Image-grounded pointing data
━━━━━━━━━━━━━━━━━━━━━━━━━━━━━━

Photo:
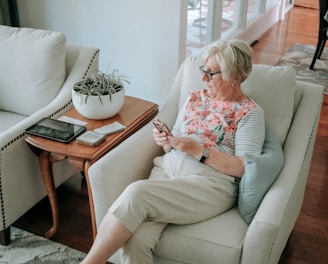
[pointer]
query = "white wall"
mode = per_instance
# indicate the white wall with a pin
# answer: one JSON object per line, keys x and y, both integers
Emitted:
{"x": 144, "y": 39}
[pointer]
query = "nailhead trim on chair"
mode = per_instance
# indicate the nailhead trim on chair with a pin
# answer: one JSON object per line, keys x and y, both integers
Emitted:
{"x": 23, "y": 134}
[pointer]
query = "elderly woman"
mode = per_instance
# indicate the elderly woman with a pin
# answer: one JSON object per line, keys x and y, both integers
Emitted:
{"x": 197, "y": 177}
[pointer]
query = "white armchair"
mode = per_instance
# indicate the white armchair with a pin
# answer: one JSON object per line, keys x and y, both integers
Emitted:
{"x": 42, "y": 91}
{"x": 291, "y": 107}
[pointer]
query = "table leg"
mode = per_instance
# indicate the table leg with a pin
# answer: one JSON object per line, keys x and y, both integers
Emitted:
{"x": 48, "y": 180}
{"x": 91, "y": 204}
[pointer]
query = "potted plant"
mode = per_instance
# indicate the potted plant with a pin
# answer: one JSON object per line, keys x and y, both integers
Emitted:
{"x": 99, "y": 96}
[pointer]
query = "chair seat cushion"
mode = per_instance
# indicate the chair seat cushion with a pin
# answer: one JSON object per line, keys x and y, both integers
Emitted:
{"x": 32, "y": 68}
{"x": 219, "y": 238}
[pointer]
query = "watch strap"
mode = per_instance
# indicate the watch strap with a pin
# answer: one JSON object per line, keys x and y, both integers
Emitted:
{"x": 204, "y": 155}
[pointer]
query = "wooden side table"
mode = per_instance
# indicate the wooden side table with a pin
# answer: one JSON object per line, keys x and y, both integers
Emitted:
{"x": 134, "y": 115}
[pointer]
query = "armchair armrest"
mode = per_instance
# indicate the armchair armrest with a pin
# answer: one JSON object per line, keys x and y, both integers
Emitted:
{"x": 130, "y": 161}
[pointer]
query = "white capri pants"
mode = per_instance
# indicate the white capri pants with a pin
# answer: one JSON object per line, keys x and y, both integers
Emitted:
{"x": 176, "y": 192}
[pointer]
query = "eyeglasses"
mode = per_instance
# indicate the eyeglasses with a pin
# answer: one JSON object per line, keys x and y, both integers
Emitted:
{"x": 208, "y": 73}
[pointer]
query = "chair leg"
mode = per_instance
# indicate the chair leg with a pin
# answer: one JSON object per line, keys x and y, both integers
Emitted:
{"x": 319, "y": 45}
{"x": 322, "y": 47}
{"x": 5, "y": 236}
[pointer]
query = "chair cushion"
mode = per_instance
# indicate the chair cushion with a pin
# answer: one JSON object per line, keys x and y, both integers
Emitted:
{"x": 32, "y": 68}
{"x": 260, "y": 172}
{"x": 273, "y": 88}
{"x": 219, "y": 238}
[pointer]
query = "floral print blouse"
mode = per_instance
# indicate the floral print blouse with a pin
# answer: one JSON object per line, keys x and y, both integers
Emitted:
{"x": 214, "y": 123}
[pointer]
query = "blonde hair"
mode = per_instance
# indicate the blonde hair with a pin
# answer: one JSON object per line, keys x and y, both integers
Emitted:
{"x": 233, "y": 56}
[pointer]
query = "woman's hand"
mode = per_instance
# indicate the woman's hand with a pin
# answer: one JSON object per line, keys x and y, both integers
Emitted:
{"x": 187, "y": 145}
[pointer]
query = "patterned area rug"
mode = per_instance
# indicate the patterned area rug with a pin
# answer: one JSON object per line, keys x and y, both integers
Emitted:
{"x": 300, "y": 56}
{"x": 27, "y": 248}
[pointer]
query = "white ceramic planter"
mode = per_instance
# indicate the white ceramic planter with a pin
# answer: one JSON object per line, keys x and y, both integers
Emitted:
{"x": 93, "y": 108}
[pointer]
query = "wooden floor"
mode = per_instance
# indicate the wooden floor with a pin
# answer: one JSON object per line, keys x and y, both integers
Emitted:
{"x": 308, "y": 242}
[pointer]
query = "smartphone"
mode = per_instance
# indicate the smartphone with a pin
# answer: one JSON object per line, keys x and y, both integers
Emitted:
{"x": 161, "y": 126}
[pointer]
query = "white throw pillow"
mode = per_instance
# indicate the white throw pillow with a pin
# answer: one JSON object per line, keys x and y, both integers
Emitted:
{"x": 32, "y": 68}
{"x": 273, "y": 88}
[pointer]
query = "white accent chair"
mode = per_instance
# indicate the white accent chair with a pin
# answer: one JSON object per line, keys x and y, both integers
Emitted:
{"x": 37, "y": 72}
{"x": 291, "y": 107}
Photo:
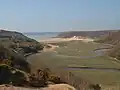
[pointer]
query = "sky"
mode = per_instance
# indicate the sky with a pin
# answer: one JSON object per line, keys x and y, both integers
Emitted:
{"x": 59, "y": 15}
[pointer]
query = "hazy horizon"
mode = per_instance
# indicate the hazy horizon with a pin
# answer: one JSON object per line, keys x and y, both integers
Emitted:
{"x": 59, "y": 15}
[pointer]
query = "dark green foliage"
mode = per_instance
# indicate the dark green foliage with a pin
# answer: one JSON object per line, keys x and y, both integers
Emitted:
{"x": 9, "y": 75}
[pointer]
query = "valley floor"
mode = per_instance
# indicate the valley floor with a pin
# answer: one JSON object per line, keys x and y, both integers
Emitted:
{"x": 79, "y": 54}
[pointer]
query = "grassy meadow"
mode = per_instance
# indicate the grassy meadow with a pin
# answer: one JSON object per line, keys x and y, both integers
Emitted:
{"x": 79, "y": 54}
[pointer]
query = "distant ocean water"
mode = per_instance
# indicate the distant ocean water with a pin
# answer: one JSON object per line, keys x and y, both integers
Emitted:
{"x": 41, "y": 35}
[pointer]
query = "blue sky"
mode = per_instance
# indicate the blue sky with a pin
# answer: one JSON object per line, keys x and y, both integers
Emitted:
{"x": 59, "y": 15}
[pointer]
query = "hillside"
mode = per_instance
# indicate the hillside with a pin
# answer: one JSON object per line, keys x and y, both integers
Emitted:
{"x": 85, "y": 33}
{"x": 114, "y": 39}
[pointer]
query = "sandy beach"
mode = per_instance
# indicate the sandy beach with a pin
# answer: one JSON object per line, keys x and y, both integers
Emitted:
{"x": 55, "y": 40}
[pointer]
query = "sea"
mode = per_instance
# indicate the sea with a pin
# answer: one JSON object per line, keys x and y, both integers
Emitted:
{"x": 41, "y": 35}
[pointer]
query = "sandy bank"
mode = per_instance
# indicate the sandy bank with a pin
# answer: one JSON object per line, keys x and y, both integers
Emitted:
{"x": 54, "y": 40}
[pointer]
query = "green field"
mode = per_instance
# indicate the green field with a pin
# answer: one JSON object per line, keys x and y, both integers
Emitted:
{"x": 77, "y": 53}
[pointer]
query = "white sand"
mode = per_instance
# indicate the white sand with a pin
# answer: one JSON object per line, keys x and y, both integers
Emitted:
{"x": 54, "y": 40}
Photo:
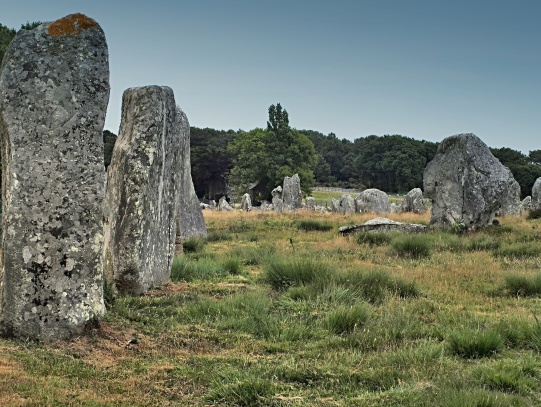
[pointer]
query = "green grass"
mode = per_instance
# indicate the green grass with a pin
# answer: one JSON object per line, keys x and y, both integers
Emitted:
{"x": 250, "y": 320}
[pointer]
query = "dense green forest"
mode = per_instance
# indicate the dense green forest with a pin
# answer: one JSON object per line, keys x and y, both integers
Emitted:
{"x": 392, "y": 163}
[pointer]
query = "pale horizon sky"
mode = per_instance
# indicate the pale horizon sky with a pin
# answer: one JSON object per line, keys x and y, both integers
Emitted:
{"x": 425, "y": 69}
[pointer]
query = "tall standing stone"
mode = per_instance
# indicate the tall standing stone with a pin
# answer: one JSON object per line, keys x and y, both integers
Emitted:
{"x": 536, "y": 195}
{"x": 142, "y": 191}
{"x": 54, "y": 90}
{"x": 190, "y": 221}
{"x": 292, "y": 195}
{"x": 465, "y": 182}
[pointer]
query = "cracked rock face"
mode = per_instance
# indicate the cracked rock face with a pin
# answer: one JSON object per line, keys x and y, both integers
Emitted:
{"x": 536, "y": 195}
{"x": 465, "y": 182}
{"x": 142, "y": 191}
{"x": 54, "y": 90}
{"x": 190, "y": 221}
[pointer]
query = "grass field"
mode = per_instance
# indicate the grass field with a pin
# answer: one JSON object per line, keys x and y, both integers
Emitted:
{"x": 278, "y": 310}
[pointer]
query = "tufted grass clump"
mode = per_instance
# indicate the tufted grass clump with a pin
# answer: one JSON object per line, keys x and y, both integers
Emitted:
{"x": 281, "y": 273}
{"x": 344, "y": 319}
{"x": 521, "y": 285}
{"x": 309, "y": 225}
{"x": 475, "y": 343}
{"x": 374, "y": 238}
{"x": 518, "y": 251}
{"x": 218, "y": 236}
{"x": 374, "y": 285}
{"x": 412, "y": 246}
{"x": 193, "y": 245}
{"x": 247, "y": 392}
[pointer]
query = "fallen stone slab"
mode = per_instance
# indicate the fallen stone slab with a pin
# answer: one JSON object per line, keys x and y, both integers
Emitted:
{"x": 382, "y": 225}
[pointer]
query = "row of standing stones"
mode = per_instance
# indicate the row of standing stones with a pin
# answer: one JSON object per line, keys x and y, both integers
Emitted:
{"x": 67, "y": 230}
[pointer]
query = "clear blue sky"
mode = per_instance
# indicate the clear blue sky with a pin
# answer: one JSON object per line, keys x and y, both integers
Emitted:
{"x": 425, "y": 69}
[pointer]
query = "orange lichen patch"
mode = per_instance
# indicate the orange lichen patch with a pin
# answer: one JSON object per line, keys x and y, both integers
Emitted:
{"x": 71, "y": 25}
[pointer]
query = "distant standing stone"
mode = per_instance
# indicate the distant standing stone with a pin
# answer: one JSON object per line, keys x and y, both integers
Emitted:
{"x": 373, "y": 200}
{"x": 311, "y": 203}
{"x": 347, "y": 204}
{"x": 190, "y": 221}
{"x": 54, "y": 90}
{"x": 292, "y": 195}
{"x": 536, "y": 195}
{"x": 142, "y": 191}
{"x": 223, "y": 205}
{"x": 246, "y": 203}
{"x": 413, "y": 202}
{"x": 465, "y": 182}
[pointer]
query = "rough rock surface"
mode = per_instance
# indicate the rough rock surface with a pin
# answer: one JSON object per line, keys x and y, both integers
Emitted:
{"x": 277, "y": 202}
{"x": 142, "y": 191}
{"x": 54, "y": 90}
{"x": 335, "y": 205}
{"x": 373, "y": 200}
{"x": 246, "y": 202}
{"x": 291, "y": 194}
{"x": 465, "y": 183}
{"x": 347, "y": 204}
{"x": 223, "y": 205}
{"x": 413, "y": 202}
{"x": 536, "y": 195}
{"x": 190, "y": 221}
{"x": 510, "y": 200}
{"x": 527, "y": 203}
{"x": 310, "y": 203}
{"x": 382, "y": 225}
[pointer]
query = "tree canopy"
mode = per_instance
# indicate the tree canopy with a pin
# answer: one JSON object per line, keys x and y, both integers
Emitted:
{"x": 266, "y": 156}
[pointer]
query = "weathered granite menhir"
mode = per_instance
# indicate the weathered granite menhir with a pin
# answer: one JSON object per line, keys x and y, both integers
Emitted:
{"x": 190, "y": 221}
{"x": 54, "y": 90}
{"x": 466, "y": 183}
{"x": 142, "y": 191}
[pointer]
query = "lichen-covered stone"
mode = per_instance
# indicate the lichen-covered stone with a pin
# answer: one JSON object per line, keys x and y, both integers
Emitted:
{"x": 291, "y": 193}
{"x": 347, "y": 204}
{"x": 465, "y": 182}
{"x": 536, "y": 195}
{"x": 223, "y": 205}
{"x": 413, "y": 202}
{"x": 373, "y": 200}
{"x": 310, "y": 203}
{"x": 190, "y": 221}
{"x": 54, "y": 90}
{"x": 382, "y": 225}
{"x": 142, "y": 191}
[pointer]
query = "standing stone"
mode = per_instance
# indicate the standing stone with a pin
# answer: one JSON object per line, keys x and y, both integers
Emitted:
{"x": 54, "y": 90}
{"x": 190, "y": 221}
{"x": 335, "y": 205}
{"x": 465, "y": 183}
{"x": 527, "y": 203}
{"x": 536, "y": 195}
{"x": 292, "y": 195}
{"x": 246, "y": 203}
{"x": 510, "y": 200}
{"x": 311, "y": 203}
{"x": 413, "y": 202}
{"x": 223, "y": 205}
{"x": 347, "y": 204}
{"x": 277, "y": 202}
{"x": 373, "y": 200}
{"x": 142, "y": 191}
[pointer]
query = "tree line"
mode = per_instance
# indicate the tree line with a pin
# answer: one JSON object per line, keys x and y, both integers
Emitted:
{"x": 259, "y": 159}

━━━━━━━━━━━━━━━━━━━━━━━━━━━━━━

» WHAT IS REQUIRED
Your answer should consist only of the lines above between the line holding "# indicate the chair cushion with a pin" and the line holding "# indicate the patterned area rug with a pin", inclusive, each transcribed exactly.

» EXERCISE OUTPUT
# indicate the chair cushion with a pin
# answer: one JSON object per line, keys x and y, both integers
Emitted:
{"x": 32, "y": 68}
{"x": 260, "y": 172}
{"x": 273, "y": 88}
{"x": 219, "y": 238}
[pointer]
query = "floral print blouse"
mode = per_instance
# indicate the floral print blouse with a pin
# answer: one JSON object per line, keys x and y, both integers
Emitted:
{"x": 214, "y": 123}
[pointer]
query = "blonde hair"
mode = per_instance
# indicate the blonde hair with a pin
# answer: one JSON object per line, keys x and y, both integers
Emitted:
{"x": 233, "y": 56}
[pointer]
query = "woman's hand"
mode = per_instance
# indicate the woman's hand with a pin
# answer: one JSON object per line, keys x and y, both integers
Emitted:
{"x": 187, "y": 145}
[pointer]
query = "patterned area rug"
mode = per_instance
# indicate the patterned area rug with a pin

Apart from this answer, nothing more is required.